* **Given text**:
------------------------

Reporting Season Wrap: Praemium – the emerging opportunity
By Rory Hunter
Fintech platform Praemium (ASX:PPS) released their FY23 full year result during August, which we highlight as the pick of opportunities from reporting season.
Praemium is a leader in the provision of technology platforms for managed accounts, investment administration and financial planning.
PPS announced revenue growth of 17% for the year while costs accelerated at a slower pace of 15%. Importantly, the result encompassed a handful of one-off cost increases including outsourced administration and wage increases. While we still expect these costs to increase marginally in FY24, we see the growth being more subdued. The company has highlighted that they expect wage growth to fall back towards 4% in FY24. Following this, we expect FY24 cost growth to fall in the early teens.
At the revenue line, we note that PPS, as with peers Netwealth (ASX:NWL) and Hub24 (ASX:HUB), appears to be entering a period of potentially significant tailwinds. The cash admin fee on SMA lifted to 130bps in FY23, supported by RBA interest rate hikes.
While interest rates are expected to remain at “peak rates” for several months, financial markets are now starting to look towards rate cuts with inflation continuing to cool and broader economic conditions starting to soften. This will drive positive market sentiment ahead of RBA eventually starting to cut rates, as markets act as discounting mechanisms, which will drive platform net flows and funds under administration higher.
It is for these reasons that we see the potential for PPS to generate substantial operating leverage in FY24 via a continuation of strong revenue growth and a deceleration of operating cost growth. As a function of this, we think consensus expectations of $27m EBITDA for FY24 are sitting too low.
Importantly, EBITDA margins will continue expand from 31.5% in FY23 which will also drive the market prescribed valuation multiple higher. PPS is currently trading on 11 times FY24 consensus EV/EBITDA, relative to HUB at 21 times and NWL at 27 times. With EBITDA growing at more than 20%, margins expanding, and potential for upward revisions to consensus expectations, we see scope for a re-rate in the PPS share price.
In our view, PPS’s valuation multiple should, at the very least, align with 16 times FY24 EBITDA, bridging the gap with HUB’s 21 times valuation. This adjustment is backed by continued margin expansion and market recognition that weak net flows over the past 12 months have been cyclically driven and not structural. We see a base case of $30m EBITDA for FY24 and think consensus estimates will follow.
This derives a target enterprise value (EV) of $480m, and, aided by the ongoing share buyback, a share price target of $1.09, 55% upside to the share price at the time of writing.
Rory Hunter is Portfolio Manager for the SGH Emerging Companies Fund and the SGH Medical Technology Fund.

------------------------

(Data entries)
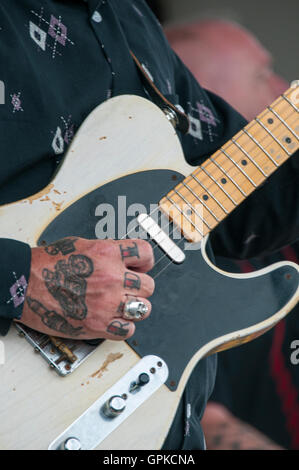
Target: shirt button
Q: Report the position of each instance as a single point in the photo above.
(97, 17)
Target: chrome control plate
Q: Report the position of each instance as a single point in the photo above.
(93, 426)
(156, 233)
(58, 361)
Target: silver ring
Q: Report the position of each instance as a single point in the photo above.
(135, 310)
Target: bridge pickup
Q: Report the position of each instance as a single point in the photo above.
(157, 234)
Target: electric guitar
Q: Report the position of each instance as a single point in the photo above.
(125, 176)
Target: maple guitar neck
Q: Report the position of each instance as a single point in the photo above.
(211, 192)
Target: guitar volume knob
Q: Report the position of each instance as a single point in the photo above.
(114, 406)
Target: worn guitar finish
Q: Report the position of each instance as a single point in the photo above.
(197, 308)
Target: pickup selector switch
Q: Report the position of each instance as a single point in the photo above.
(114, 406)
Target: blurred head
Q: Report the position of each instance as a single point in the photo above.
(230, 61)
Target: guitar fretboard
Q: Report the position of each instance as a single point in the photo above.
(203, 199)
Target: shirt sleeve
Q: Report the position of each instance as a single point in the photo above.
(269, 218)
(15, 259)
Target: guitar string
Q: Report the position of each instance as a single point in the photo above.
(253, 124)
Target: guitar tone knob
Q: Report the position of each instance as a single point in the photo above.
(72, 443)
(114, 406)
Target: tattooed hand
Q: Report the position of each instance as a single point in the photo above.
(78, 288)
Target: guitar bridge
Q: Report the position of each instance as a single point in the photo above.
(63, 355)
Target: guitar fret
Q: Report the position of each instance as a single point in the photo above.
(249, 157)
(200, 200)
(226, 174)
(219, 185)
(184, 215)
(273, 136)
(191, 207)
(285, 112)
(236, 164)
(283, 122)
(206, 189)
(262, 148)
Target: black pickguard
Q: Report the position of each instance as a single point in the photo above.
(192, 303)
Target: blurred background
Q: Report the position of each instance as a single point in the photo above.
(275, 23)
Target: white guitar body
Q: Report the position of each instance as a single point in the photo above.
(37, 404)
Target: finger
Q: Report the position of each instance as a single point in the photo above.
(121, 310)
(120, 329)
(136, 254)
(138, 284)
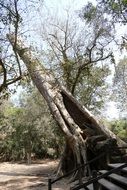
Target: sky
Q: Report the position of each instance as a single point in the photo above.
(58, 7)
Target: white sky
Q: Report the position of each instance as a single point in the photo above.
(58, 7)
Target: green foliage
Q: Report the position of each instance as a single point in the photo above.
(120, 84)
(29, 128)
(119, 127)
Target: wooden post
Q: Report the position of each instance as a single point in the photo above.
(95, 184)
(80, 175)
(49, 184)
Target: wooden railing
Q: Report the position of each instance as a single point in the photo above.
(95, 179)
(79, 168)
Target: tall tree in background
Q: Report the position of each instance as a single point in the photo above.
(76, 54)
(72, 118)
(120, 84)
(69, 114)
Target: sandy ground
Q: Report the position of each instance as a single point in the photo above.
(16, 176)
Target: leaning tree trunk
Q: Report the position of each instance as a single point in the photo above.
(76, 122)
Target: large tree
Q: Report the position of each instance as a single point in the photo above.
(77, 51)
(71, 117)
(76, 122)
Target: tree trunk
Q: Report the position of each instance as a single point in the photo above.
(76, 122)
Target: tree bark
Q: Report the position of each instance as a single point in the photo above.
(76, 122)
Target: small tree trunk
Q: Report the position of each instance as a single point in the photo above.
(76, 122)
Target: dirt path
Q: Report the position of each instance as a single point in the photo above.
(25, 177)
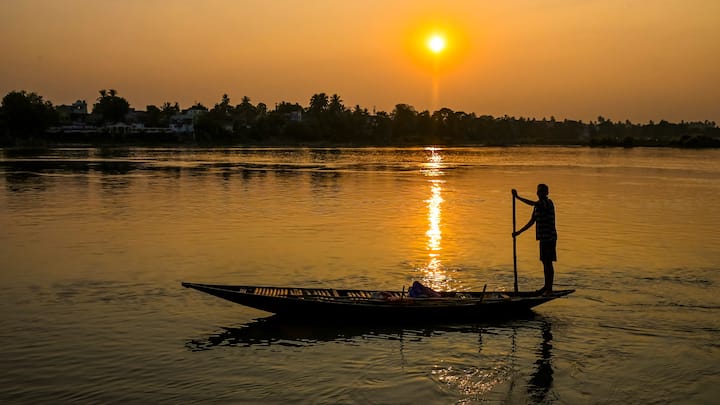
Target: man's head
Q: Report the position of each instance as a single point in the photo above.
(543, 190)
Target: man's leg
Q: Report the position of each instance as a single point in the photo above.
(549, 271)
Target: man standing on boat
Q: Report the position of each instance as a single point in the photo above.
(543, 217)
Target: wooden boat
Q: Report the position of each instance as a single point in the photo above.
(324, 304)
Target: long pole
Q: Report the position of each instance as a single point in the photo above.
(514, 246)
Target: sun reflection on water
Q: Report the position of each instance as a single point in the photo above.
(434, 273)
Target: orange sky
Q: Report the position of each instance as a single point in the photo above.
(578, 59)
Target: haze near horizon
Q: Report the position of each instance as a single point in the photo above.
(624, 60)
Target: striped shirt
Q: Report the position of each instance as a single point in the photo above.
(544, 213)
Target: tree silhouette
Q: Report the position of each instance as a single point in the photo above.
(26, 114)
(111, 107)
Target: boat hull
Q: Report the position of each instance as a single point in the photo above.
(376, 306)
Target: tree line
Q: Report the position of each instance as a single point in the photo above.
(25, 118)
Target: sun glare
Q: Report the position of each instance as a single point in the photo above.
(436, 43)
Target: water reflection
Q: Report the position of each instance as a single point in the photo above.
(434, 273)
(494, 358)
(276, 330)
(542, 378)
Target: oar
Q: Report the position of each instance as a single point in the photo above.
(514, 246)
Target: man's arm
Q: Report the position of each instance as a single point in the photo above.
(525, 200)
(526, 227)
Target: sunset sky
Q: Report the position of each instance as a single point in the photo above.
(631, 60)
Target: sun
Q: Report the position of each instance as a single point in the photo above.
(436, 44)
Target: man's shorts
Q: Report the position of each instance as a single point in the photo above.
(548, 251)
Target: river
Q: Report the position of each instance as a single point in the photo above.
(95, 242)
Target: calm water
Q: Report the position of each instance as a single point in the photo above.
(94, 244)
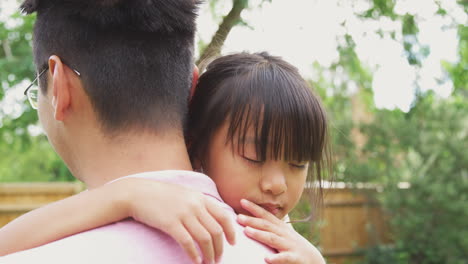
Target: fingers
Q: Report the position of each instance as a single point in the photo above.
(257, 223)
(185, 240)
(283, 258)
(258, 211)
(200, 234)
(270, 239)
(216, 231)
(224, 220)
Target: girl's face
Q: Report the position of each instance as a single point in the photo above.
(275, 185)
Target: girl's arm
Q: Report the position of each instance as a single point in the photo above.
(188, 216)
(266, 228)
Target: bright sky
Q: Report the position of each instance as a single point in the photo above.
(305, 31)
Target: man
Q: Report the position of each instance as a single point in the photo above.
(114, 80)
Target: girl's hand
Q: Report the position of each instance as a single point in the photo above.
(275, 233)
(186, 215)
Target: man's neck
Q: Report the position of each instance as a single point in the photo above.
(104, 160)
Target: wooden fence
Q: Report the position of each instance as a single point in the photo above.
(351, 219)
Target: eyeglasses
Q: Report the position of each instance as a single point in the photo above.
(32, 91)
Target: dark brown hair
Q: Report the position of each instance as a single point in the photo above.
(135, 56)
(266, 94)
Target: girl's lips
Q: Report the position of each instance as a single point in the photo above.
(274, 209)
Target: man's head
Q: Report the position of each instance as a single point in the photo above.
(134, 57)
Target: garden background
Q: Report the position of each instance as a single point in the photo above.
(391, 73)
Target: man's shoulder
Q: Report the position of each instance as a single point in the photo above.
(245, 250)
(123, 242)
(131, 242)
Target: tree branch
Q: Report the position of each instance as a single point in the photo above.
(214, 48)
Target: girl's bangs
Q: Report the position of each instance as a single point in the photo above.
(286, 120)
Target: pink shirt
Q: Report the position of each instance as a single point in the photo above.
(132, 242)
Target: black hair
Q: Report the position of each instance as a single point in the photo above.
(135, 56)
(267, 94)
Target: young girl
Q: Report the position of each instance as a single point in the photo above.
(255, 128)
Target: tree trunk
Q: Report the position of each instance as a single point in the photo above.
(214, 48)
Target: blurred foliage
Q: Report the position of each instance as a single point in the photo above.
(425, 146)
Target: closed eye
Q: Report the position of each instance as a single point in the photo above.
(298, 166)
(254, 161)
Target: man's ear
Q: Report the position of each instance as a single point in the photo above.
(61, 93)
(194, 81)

------------------------

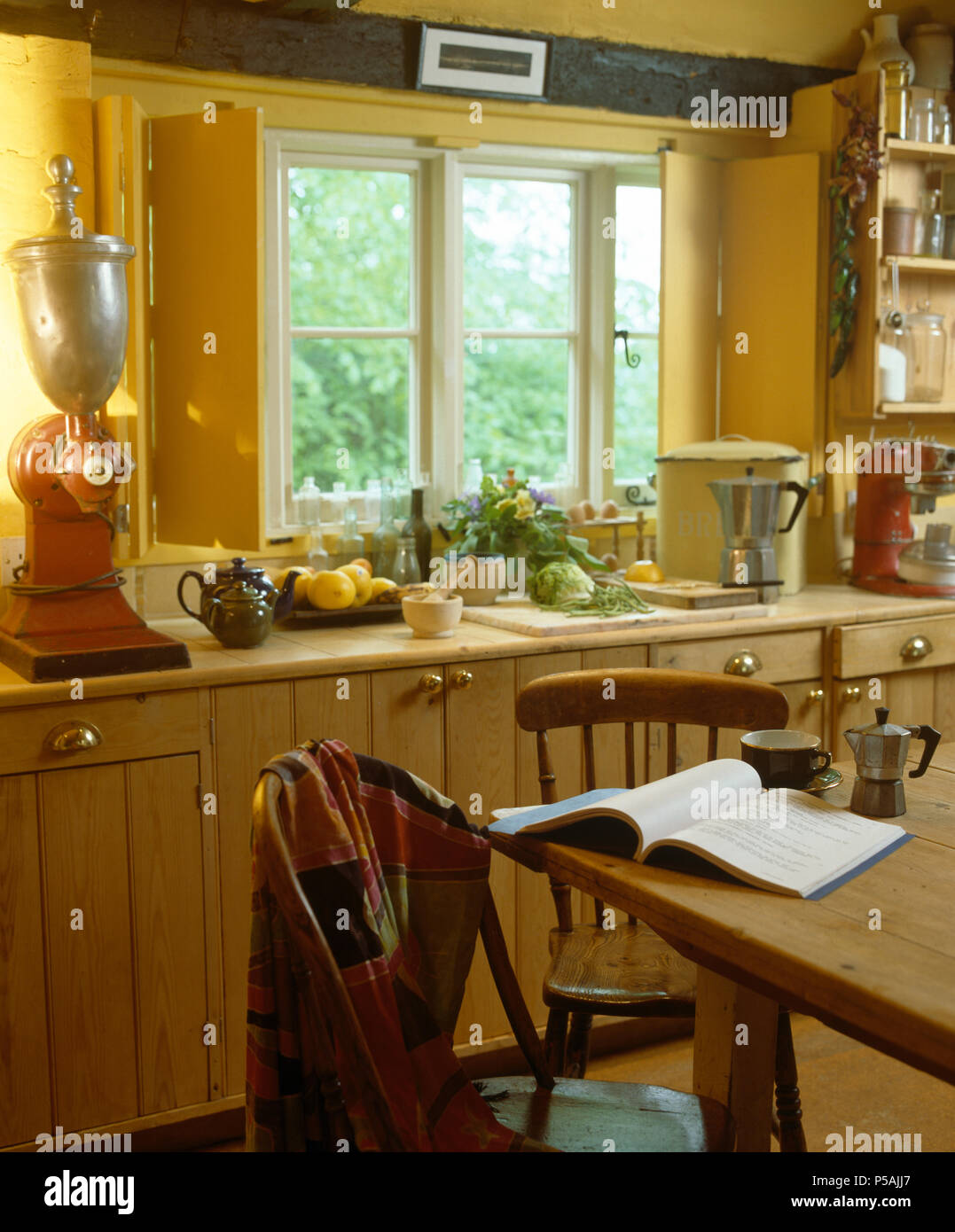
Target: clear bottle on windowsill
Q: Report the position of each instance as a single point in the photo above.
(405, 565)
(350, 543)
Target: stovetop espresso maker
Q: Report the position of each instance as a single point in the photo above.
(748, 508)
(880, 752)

------------------------

* **Assigned task 1**: Restate the stretch of the Praemium review from "In our view, PPS’s" through "estimates will follow.", swapping "base case" for "central estimate".
* **Assigned task 2**: According to the Praemium review, why does the author expect cost growth to slow in FY24?
* **Assigned task 3**:
Answer these questions from the Praemium review:
(a) By what percentage did Praemium's revenue grow for the year?
(b) What was the EBITDA margin in FY23?
(c) What share price target does the author set?
The rows aren't needed for any of this.

* **Result 1**:
In our view, PPS’s valuation multiple should, at the very least, align with 16 times FY24 EBITDA, bridging the gap with HUB’s 21 times valuation. This adjustment is backed by continued margin expansion and market recognition that weak net flows over the past 12 months have been cyclically driven and not structural. We see a central estimate of $30m EBITDA for FY24 and think consensus estimates will follow.

* **Result 2**: The FY23 result included a handful of one-off cost increases, such as outsourced administration and wage rises. The company also expects wage growth to fall back toward 4% in FY24. The author therefore expects FY24 cost growth to fall to the early teens.

* **Result 3**:
(a) 17%
(b) 31.5%
(c) $1.09